Stated task » Reproduce all of the material below line for line, leaving out the pictures.

Segmentation dataset records
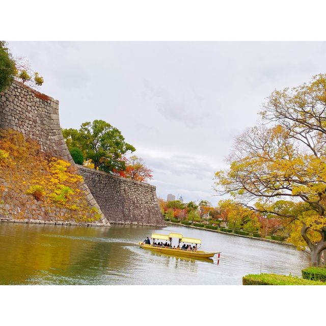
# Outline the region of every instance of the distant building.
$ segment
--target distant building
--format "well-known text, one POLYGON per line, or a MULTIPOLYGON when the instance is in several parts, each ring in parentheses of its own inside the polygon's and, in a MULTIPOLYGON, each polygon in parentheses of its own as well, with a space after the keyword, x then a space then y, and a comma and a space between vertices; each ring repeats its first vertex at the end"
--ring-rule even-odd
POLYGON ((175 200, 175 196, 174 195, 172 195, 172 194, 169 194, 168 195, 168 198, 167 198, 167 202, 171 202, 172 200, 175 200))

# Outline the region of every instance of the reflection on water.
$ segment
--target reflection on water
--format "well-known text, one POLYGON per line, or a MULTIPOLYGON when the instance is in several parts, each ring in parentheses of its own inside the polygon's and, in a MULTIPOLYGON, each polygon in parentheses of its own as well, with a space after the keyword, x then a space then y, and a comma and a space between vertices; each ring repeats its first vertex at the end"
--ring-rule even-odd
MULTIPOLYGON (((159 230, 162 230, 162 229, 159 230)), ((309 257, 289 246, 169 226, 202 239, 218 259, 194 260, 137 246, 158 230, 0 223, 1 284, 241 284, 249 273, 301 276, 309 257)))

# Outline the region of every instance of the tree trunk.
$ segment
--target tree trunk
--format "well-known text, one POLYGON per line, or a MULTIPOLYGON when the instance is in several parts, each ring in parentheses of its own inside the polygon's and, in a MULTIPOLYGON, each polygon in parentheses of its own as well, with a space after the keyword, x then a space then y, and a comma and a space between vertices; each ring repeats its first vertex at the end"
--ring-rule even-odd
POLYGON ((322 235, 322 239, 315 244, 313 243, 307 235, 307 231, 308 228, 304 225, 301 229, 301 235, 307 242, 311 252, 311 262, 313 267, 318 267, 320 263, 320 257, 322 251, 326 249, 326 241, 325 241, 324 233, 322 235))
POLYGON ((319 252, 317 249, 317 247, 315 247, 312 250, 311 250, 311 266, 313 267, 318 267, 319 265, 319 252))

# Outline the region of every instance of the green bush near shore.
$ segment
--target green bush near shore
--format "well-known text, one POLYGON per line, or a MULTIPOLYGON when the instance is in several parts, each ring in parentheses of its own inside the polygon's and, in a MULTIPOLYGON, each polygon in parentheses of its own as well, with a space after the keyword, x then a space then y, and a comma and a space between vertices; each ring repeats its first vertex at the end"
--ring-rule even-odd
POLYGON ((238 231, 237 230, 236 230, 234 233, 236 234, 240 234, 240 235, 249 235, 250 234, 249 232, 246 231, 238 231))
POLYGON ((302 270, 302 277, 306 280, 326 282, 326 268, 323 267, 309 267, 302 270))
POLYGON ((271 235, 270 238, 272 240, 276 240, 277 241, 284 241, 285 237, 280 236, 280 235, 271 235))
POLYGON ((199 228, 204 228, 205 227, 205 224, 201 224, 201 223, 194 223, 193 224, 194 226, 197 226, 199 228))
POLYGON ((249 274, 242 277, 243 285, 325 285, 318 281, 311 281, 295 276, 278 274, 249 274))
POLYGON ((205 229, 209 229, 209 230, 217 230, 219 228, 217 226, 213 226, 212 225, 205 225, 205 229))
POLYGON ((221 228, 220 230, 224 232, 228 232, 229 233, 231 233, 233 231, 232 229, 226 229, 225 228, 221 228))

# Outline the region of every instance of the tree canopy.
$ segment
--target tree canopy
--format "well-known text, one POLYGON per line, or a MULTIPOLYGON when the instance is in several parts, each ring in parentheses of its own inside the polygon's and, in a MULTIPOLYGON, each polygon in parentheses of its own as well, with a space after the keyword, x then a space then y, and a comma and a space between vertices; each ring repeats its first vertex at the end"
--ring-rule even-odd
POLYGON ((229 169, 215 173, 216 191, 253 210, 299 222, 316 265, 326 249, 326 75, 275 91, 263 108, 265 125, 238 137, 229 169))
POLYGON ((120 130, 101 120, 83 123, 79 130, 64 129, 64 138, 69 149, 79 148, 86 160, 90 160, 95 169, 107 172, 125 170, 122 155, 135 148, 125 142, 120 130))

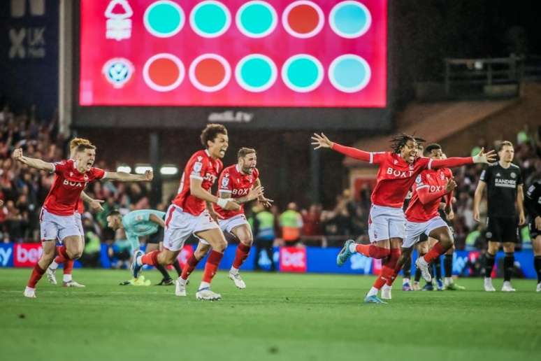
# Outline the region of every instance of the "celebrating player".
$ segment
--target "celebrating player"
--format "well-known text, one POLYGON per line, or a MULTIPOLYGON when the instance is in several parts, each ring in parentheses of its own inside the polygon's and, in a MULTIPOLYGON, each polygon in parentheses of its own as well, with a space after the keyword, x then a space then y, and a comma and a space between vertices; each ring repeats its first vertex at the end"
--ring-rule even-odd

Solution to this problem »
# Outline the region of every instance of the distant building.
$ segment
--target distant building
--format "well-known text, one POLYGON per line, or a MULTIPOLYGON when the instance is in several parts, each ring in parentheses of its own inside the polygon's and, in a MULTIPOLYGON, each polygon in parentheses of its own as well, with a space after the keyword, x then a space then y, and a comma and a space between vertices; each ring repeats its first vertex at the end"
--ring-rule even-odd
POLYGON ((175 200, 175 196, 174 195, 172 195, 172 194, 169 194, 168 195, 168 198, 167 198, 167 202, 171 202, 172 200, 175 200))

# Outline the region of every instance of the reflection on water.
$ segment
--target reflection on water
--format "well-known text, one POLYGON per line, or a MULTIPOLYGON when the instance is in several parts, each ring in parentheses of its own inside the polygon's and, in a MULTIPOLYGON, each polygon in parentheses of its own as well, with a space after the keyword, x then a space then y, and a comma and a space between vertices; each ring repeats its first vertex at the end"
--ring-rule even-odd
MULTIPOLYGON (((159 230, 162 230, 162 229, 159 230)), ((309 257, 289 246, 169 226, 202 239, 218 259, 194 260, 137 246, 158 230, 0 223, 1 284, 241 284, 249 273, 301 276, 309 257)))

# Outline the region of every instance of the tree trunk.
$ segment
--target tree trunk
--format "well-known text, one POLYGON per line, or a MULTIPOLYGON when the instance is in several parts, each ring in parentheses of its own inside the polygon's and, in a MULTIPOLYGON, each polygon in parentheses of its own as well, with a space after the keyword, x then a space then y, and a comma and a space between vertices; each ring repeats its first vertex at the end"
--ring-rule even-odd
POLYGON ((322 235, 322 239, 315 244, 313 243, 307 235, 307 231, 308 228, 304 225, 301 229, 301 235, 307 242, 311 252, 311 262, 313 267, 318 267, 320 263, 320 257, 322 251, 326 249, 326 241, 325 241, 324 233, 322 235))
POLYGON ((319 252, 317 249, 317 247, 315 247, 312 250, 311 250, 311 266, 313 267, 318 267, 319 265, 319 252))

# Outline the region of every instance of the green bush near shore.
$ segment
--target green bush near shore
--format "well-known text, one POLYGON per line, or a MULTIPOLYGON when the instance is in several parts, each ring in parentheses of its own inside the polygon's and, in a MULTIPOLYGON, each polygon in parentheses of its own as well, with a space after the keyword, x then a space then y, and a comma and a space between vertices; each ring repeats its first vertex at the end"
--ring-rule even-odd
POLYGON ((238 231, 237 230, 236 230, 234 233, 236 234, 240 234, 240 235, 249 235, 250 234, 249 232, 246 231, 238 231))
POLYGON ((302 270, 302 277, 306 280, 326 282, 326 268, 323 267, 309 267, 302 270))
POLYGON ((271 235, 270 238, 272 240, 276 240, 277 241, 284 241, 285 237, 280 236, 280 235, 271 235))
POLYGON ((199 228, 204 228, 205 227, 205 224, 201 224, 201 223, 194 223, 193 224, 194 226, 197 226, 199 228))
POLYGON ((249 274, 242 277, 243 285, 325 285, 318 281, 311 281, 295 276, 278 274, 249 274))
POLYGON ((205 229, 209 229, 209 230, 217 230, 219 228, 217 226, 213 226, 212 225, 205 225, 205 229))
POLYGON ((221 228, 220 230, 224 232, 228 232, 229 233, 231 233, 233 231, 232 229, 226 229, 225 228, 221 228))

# Outline the region of every instance of the tree canopy.
$ segment
--target tree canopy
--format "well-known text, one POLYGON per line, or a MULTIPOLYGON when the instance is in several parts, each ring in parentheses of its own inside the polygon's and, in a MULTIPOLYGON, each polygon in parentheses of its own as well, with a space after the keyword, x then a space then y, and a comma and a space between vertices; each ring repeats its first vertex at the end"
--ring-rule even-odd
POLYGON ((229 169, 215 173, 216 191, 253 210, 299 222, 316 265, 326 249, 326 75, 275 91, 263 108, 265 125, 238 137, 229 169))
POLYGON ((120 130, 101 120, 83 123, 79 130, 64 129, 64 138, 69 149, 79 148, 86 160, 90 160, 95 169, 107 172, 125 170, 122 155, 135 148, 125 142, 120 130))

# Outline the region of every instance of the "celebrating player".
$ segment
--target "celebrating player"
--format "well-known text, one POLYGON per line, or a MULTIPOLYGON when the instance is in several parts, each ring in parentheses of its own inside the polygon's and, in a MULTIPOLYGON, each polygon in parentheses of its own as well, with a space after the keyword, x then a space then y, and a comma and a space between vertices; each ring repeats its first vertex at the end"
--ring-rule even-odd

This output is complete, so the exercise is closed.